- **Job**
Print all the records exactly, please.

- **Material for this task**
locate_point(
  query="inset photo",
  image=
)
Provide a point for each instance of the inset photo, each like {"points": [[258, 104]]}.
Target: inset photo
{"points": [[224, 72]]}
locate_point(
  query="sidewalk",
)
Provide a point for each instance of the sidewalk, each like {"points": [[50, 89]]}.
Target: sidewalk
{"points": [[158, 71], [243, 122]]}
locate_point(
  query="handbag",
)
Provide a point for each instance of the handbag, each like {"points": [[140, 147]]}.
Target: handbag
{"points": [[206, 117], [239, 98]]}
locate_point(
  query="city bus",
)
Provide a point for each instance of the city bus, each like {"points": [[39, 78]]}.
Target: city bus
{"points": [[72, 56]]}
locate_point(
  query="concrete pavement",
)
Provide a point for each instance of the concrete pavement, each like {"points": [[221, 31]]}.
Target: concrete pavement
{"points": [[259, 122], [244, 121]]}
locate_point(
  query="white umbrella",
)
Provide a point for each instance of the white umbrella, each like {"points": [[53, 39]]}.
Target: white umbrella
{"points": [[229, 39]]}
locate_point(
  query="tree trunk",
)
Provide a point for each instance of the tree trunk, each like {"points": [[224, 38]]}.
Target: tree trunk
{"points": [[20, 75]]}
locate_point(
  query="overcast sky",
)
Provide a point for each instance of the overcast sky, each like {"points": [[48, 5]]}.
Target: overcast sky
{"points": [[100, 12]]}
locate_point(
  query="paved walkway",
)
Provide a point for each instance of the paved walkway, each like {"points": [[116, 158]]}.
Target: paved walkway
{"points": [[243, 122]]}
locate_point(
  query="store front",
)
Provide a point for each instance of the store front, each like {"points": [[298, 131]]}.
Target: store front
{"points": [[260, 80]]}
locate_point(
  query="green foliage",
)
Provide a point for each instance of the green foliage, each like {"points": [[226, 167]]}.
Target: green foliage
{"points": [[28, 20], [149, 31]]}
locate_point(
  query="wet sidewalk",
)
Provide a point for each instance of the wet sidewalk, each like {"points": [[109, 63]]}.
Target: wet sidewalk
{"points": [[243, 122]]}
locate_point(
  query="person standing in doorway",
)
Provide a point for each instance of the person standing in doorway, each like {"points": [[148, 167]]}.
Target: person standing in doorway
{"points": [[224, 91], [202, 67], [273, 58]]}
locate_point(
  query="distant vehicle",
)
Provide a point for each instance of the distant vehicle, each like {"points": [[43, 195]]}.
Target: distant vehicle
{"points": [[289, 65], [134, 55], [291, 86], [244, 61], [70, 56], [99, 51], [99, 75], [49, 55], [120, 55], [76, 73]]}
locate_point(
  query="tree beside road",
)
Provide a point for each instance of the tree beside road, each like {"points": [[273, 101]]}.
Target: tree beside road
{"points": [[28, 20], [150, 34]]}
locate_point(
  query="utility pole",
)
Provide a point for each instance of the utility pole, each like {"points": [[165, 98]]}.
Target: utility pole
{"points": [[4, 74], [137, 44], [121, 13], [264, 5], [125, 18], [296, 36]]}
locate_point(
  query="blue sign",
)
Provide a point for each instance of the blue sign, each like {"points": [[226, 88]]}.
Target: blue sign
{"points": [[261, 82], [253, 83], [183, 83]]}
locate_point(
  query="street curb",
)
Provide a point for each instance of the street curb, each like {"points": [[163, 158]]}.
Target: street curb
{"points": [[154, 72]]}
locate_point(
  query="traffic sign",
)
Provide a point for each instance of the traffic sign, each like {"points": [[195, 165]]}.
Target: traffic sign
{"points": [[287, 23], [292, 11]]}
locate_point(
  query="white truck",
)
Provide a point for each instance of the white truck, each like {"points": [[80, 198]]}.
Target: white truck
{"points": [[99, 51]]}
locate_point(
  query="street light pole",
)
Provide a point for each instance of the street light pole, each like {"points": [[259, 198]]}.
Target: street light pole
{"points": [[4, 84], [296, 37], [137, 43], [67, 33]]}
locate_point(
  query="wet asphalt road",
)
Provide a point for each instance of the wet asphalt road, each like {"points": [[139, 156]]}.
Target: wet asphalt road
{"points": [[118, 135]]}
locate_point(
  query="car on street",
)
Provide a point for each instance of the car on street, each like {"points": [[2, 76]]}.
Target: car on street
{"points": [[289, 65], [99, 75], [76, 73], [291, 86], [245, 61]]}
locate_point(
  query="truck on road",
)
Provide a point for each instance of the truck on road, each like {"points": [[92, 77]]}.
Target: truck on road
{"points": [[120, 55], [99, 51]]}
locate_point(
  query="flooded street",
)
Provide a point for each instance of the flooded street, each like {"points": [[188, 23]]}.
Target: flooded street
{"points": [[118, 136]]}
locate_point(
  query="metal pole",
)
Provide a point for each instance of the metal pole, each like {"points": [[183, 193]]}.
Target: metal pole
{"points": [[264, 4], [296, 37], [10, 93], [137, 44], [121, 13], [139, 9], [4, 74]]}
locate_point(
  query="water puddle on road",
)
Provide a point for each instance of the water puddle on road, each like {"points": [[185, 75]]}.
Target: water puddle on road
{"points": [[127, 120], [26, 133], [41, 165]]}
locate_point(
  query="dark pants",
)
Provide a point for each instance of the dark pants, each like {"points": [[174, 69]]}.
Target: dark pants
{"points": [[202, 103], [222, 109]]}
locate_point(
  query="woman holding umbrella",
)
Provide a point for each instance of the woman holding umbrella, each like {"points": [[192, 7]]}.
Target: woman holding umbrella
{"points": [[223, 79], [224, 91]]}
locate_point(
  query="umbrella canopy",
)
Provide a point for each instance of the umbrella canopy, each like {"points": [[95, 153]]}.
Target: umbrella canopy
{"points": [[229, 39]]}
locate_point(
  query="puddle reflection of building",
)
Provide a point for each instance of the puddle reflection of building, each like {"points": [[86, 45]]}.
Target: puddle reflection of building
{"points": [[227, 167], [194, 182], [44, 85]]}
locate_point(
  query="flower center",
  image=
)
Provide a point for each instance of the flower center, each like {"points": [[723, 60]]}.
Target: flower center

- **The answer**
locate_point(
  query="inset photo",
  image=
)
Provide a point for each instance of the inset photo, each like {"points": [[258, 104]]}.
Target: inset photo
{"points": [[224, 72]]}
locate_point(
  query="sidewalk",
)
Provide a point for each instance of the sidewalk, each like {"points": [[50, 89]]}.
Target: sidewalk
{"points": [[158, 71], [243, 122]]}
locate_point(
  query="handbag",
)
Provide a point for each instance of the handbag, each like {"points": [[140, 147]]}.
Target: handbag
{"points": [[206, 117], [239, 98]]}
locate_point(
  query="city bus",
)
Provide a point for each instance of the city bus, each like {"points": [[39, 78]]}.
Target: city bus
{"points": [[72, 56]]}
locate_point(
  query="concrete pavement",
)
Provide a point for each instance of the concrete pavement, each like {"points": [[221, 31]]}.
Target: concrete pavement
{"points": [[259, 122], [244, 121]]}
locate_point(
  query="white umbrella",
)
Provide a point for each instance of the white umbrella, each like {"points": [[53, 39]]}.
Target: white umbrella
{"points": [[229, 39]]}
locate_point(
  query="tree trunk",
)
Provide a point for each instance of the tree trunk, each like {"points": [[224, 38]]}.
Target: tree trunk
{"points": [[20, 75]]}
locate_point(
  query="overcast sky",
)
Provide a point for each instance of the overcast sky, each like {"points": [[48, 5]]}.
Target: overcast sky
{"points": [[100, 12]]}
locate_point(
  query="paved walkway",
)
Provide a point for each instance of the paved walkway, each like {"points": [[116, 158]]}.
Target: paved walkway
{"points": [[243, 122]]}
locate_point(
  query="store front",
)
Provide a point for each instance of the store front, each like {"points": [[298, 131]]}.
Target: store front
{"points": [[260, 80]]}
locate_point(
  query="green foliage",
)
Provide a point for each instance of the green foliage, each like {"points": [[226, 167]]}.
Target: green foliage
{"points": [[28, 20], [149, 31]]}
locate_point(
  query="wet sidewalk",
)
Provide a point for each instance of the wet sidewalk, each like {"points": [[109, 63]]}.
Target: wet sidewalk
{"points": [[243, 122]]}
locate_point(
  query="person standing in doorway",
)
Provide a point for each instance of the person standing in doorway, each like {"points": [[148, 167]]}.
Target: person standing in doorway
{"points": [[224, 91], [202, 67], [273, 58]]}
locate_point(
  query="distant vehicle",
)
Provide a point for each instance of the distant vehicle, each like {"points": [[43, 195]]}.
Target: distant vehicle
{"points": [[289, 65], [134, 55], [291, 86], [244, 61], [70, 56], [99, 51], [99, 75], [49, 55], [120, 55], [76, 73]]}
locate_point(
  query="tree beside road",
)
Provide a point for each instance of the tree beside road, each like {"points": [[273, 101]]}.
Target: tree beside road
{"points": [[28, 20], [150, 34]]}
locate_point(
  query="utility pole",
)
Provide a point for each instance of the utility pole, each like {"points": [[165, 98]]}.
Target: utility pole
{"points": [[4, 74], [137, 44], [121, 13], [264, 5], [125, 18], [296, 36]]}
locate_point(
  query="blue sign",
)
Provide a point for each instance of the blue sign, each like {"points": [[226, 88]]}.
Target: blue sign
{"points": [[261, 82], [253, 83], [183, 83]]}
locate_point(
  query="street curb",
)
Provide a point for each instance of the street curb, each like {"points": [[163, 158]]}.
Target: street curb
{"points": [[154, 72]]}
locate_point(
  query="traffic sign",
)
Provide a point for each instance of the traffic sign, each like {"points": [[195, 165]]}.
Target: traffic sign
{"points": [[287, 23], [292, 11]]}
locate_point(
  query="white truck",
)
Provide a point for each instance of the white truck, each like {"points": [[80, 198]]}.
Target: white truck
{"points": [[99, 51]]}
locate_point(
  query="street light pole",
)
Provide a point for each instance of the street light pole, each like {"points": [[259, 198]]}.
Target: street light pole
{"points": [[4, 84], [296, 37], [137, 43], [67, 33]]}
locate_point(
  query="wet asphalt road",
)
Provide a point for each instance of the wet asphalt road, each like {"points": [[139, 156]]}.
Target: wet asphalt road
{"points": [[118, 135]]}
locate_point(
  query="car on street",
)
Provide a point for each instance of the car on street, each like {"points": [[2, 76]]}.
Target: car on street
{"points": [[289, 65], [99, 75], [76, 73], [291, 86], [245, 61]]}
locate_point(
  query="truck on road",
)
Provide a point for each instance of the truck on road, each like {"points": [[92, 77]]}.
Target: truck on road
{"points": [[120, 55], [99, 51]]}
locate_point(
  query="flooded street",
)
Provide a point for each instance of the flooded street, each like {"points": [[188, 23]]}.
Target: flooded street
{"points": [[118, 136]]}
locate_point(
  query="metal pole",
)
Provide a point for each instance of the metal pole, each like {"points": [[183, 193]]}.
Target: metal pole
{"points": [[264, 4], [296, 37], [10, 93], [137, 44], [121, 13], [139, 9], [4, 74]]}
locate_point(
  query="water puddle on road",
)
Provide a point for each instance of the water puddle on road, each like {"points": [[185, 75]]}.
Target: water puddle on road
{"points": [[127, 120], [26, 133], [41, 165]]}
locate_point(
  query="dark pants",
)
Provide a point for each instance of the dark pants, each like {"points": [[174, 69]]}.
Target: dark pants
{"points": [[202, 103], [222, 109]]}
locate_point(
  query="woman holding umbrella",
)
Provide a point for each instance of the woman holding umbrella, each like {"points": [[192, 7]]}.
Target: woman holding umbrella
{"points": [[223, 79], [224, 91]]}
locate_point(
  query="umbrella canopy",
)
Provide a point for each instance of the umbrella canopy, each like {"points": [[95, 153]]}.
Target: umbrella canopy
{"points": [[229, 39]]}
locate_point(
  query="puddle reflection of building",
)
Provide a point for each instance of the puddle reflection of building, each like {"points": [[86, 45]]}.
Target: puddle reflection of building
{"points": [[227, 167], [194, 182], [44, 85]]}
locate_point(
  query="flower center",
  image=
)
Provide a point for each instance of the flower center, each like {"points": [[723, 60]]}.
Target: flower center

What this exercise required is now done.